Exercise aim: Render every line of the items below as a numbered list, omitting the blank lines.

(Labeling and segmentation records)
•••••
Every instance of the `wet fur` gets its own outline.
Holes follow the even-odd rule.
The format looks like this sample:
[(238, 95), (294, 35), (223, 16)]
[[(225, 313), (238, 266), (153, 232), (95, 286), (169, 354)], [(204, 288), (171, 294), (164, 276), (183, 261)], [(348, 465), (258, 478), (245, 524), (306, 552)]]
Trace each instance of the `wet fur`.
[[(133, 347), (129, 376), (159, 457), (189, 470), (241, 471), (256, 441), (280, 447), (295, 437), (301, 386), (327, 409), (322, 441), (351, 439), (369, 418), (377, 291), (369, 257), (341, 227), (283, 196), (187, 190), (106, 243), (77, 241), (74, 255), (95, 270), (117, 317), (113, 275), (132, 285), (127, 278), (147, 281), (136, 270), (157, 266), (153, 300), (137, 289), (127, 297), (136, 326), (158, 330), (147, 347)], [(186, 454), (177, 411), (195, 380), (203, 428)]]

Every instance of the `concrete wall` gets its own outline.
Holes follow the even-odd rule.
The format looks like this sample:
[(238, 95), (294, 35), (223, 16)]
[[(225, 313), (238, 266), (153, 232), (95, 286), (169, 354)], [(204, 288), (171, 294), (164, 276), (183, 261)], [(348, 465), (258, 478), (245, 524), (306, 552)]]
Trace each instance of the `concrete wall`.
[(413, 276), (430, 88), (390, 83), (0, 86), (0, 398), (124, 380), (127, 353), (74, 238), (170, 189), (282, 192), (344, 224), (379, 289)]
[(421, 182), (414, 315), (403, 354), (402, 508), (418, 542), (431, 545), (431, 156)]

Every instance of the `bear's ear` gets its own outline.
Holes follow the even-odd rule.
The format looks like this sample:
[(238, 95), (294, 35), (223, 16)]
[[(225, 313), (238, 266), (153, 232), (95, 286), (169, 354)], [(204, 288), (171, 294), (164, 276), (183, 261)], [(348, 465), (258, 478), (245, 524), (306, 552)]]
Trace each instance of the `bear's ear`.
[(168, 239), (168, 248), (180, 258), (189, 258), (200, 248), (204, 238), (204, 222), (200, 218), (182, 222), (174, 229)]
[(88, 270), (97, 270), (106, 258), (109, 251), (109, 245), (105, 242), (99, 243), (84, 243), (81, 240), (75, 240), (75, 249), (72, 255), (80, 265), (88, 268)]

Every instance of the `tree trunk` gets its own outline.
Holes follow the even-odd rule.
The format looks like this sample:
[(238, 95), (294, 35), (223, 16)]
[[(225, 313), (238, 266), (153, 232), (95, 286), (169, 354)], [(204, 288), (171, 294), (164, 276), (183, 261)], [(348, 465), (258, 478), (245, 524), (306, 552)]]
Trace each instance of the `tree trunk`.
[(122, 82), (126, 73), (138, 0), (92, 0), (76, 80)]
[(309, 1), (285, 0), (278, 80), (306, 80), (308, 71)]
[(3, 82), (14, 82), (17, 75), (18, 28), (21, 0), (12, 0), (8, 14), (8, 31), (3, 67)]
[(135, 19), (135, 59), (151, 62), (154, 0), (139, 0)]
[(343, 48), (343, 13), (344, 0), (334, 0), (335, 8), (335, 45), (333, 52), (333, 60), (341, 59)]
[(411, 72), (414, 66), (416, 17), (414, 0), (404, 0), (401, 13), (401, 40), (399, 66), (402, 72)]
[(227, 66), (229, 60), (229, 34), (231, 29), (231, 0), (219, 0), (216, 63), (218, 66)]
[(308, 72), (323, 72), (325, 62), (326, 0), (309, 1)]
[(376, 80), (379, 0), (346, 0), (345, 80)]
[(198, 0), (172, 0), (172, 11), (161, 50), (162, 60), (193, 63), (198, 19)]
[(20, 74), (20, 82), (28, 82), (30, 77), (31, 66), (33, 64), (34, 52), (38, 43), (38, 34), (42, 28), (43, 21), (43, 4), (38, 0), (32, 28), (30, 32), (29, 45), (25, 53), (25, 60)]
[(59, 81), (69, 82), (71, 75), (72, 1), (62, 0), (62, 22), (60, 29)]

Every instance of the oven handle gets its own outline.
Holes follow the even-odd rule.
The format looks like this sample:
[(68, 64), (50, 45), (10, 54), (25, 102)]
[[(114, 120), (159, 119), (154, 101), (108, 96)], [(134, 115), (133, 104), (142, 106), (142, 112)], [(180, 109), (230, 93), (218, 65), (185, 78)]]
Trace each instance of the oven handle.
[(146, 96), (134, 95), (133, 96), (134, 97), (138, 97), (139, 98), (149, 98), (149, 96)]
•••••
The output:
1. Every instance of the `wet fur` gets its own outline.
2. Holes follow the even-odd rule.
3. The format looks like this sample:
4. [(238, 95), (294, 35), (223, 16)]
5. [[(225, 313), (238, 266), (153, 232), (95, 286), (169, 354)], [(204, 288), (171, 294), (164, 276), (183, 261)], [(348, 465), (258, 478), (245, 524), (306, 552)]]
6. Trace each instance of the `wet fur`.
7. [[(133, 347), (129, 376), (159, 457), (189, 470), (241, 471), (256, 441), (280, 447), (295, 437), (301, 386), (327, 409), (322, 441), (351, 439), (369, 418), (377, 291), (369, 257), (341, 227), (283, 196), (187, 190), (106, 243), (77, 241), (74, 255), (95, 270), (117, 317), (113, 275), (132, 285), (127, 278), (147, 281), (136, 270), (157, 266), (153, 300), (137, 289), (127, 297), (136, 326), (158, 330), (147, 347)], [(186, 454), (177, 411), (195, 380), (203, 428)]]
8. Every instance of the `concrete wall` gets its own outline.
9. Holes follow the even-odd rule.
10. The format looks like this sample:
11. [(238, 95), (294, 35), (223, 16)]
12. [[(225, 313), (238, 266), (153, 232), (95, 286), (169, 354)], [(204, 288), (171, 294), (164, 276), (183, 261)], [(348, 465), (258, 478), (245, 524), (306, 552)]]
13. Trace each instance of the `concrete wall`.
14. [(413, 276), (430, 88), (390, 83), (0, 86), (0, 398), (124, 380), (127, 353), (74, 238), (170, 189), (282, 192), (344, 224), (379, 289)]
15. [(421, 182), (414, 315), (403, 354), (402, 508), (418, 542), (431, 545), (431, 156)]
16. Every instance of the `bear's ear` gets its own outline.
17. Holes follow the even-odd rule.
18. The format looks like this sample:
19. [(238, 95), (294, 35), (223, 16)]
20. [[(225, 313), (238, 266), (153, 232), (95, 286), (169, 354)], [(204, 288), (171, 294), (164, 276), (183, 261)], [(348, 465), (258, 478), (245, 524), (306, 552)]]
21. Trace each instance of the `bear's ear`.
22. [(168, 239), (168, 248), (180, 258), (189, 258), (200, 248), (204, 238), (204, 222), (200, 218), (182, 222), (174, 229)]
23. [(88, 270), (97, 270), (106, 258), (109, 251), (109, 245), (105, 242), (99, 243), (84, 243), (81, 240), (75, 240), (75, 249), (72, 255), (80, 265), (88, 268)]
24. Every instance of the `tree trunk` gets its own outline.
25. Holes follow the even-odd rule.
26. The format looks like this sample:
27. [(238, 95), (294, 35), (223, 16)]
28. [[(225, 313), (238, 266), (153, 232), (95, 286), (169, 354)], [(204, 288), (171, 294), (164, 276), (183, 261)], [(348, 465), (258, 478), (245, 524), (306, 552)]]
29. Trace each instance of the `tree trunk`.
30. [(122, 82), (126, 73), (138, 0), (92, 0), (76, 80)]
31. [(309, 1), (285, 0), (278, 80), (306, 80), (308, 71)]
32. [(3, 82), (14, 82), (17, 75), (18, 28), (21, 0), (12, 0), (8, 14), (8, 31), (3, 67)]
33. [(135, 19), (135, 59), (151, 62), (154, 0), (139, 0)]
34. [(343, 48), (343, 13), (344, 0), (334, 0), (335, 8), (335, 45), (333, 52), (333, 60), (341, 59)]
35. [(411, 72), (414, 66), (416, 17), (414, 0), (404, 0), (401, 13), (401, 40), (399, 66), (402, 72)]
36. [(227, 66), (229, 60), (229, 34), (231, 29), (231, 0), (219, 0), (216, 63), (218, 66)]
37. [(308, 72), (323, 72), (325, 62), (326, 0), (309, 1)]
38. [(376, 80), (379, 0), (346, 0), (345, 80)]
39. [(198, 0), (172, 0), (172, 11), (161, 50), (162, 60), (193, 63), (198, 19)]
40. [(20, 74), (20, 82), (28, 82), (30, 77), (31, 66), (33, 64), (34, 52), (38, 43), (38, 34), (42, 28), (43, 21), (43, 4), (38, 0), (32, 28), (30, 32), (29, 45), (25, 53), (25, 60)]
41. [(59, 81), (69, 82), (71, 75), (72, 1), (62, 0), (62, 22), (60, 29)]
42. Every instance of the oven handle gets its own outline.
43. Holes follow the even-odd rule.
44. The format looks like this sample:
45. [(68, 64), (50, 45), (10, 54), (25, 102)]
46. [[(114, 120), (159, 119), (154, 101), (108, 96)], [(134, 115), (133, 104), (142, 106), (142, 112)], [(180, 109), (230, 93), (218, 65), (185, 78)]]
47. Trace each instance of the oven handle.
48. [(146, 96), (134, 95), (133, 96), (134, 97), (138, 97), (139, 98), (149, 98), (149, 96)]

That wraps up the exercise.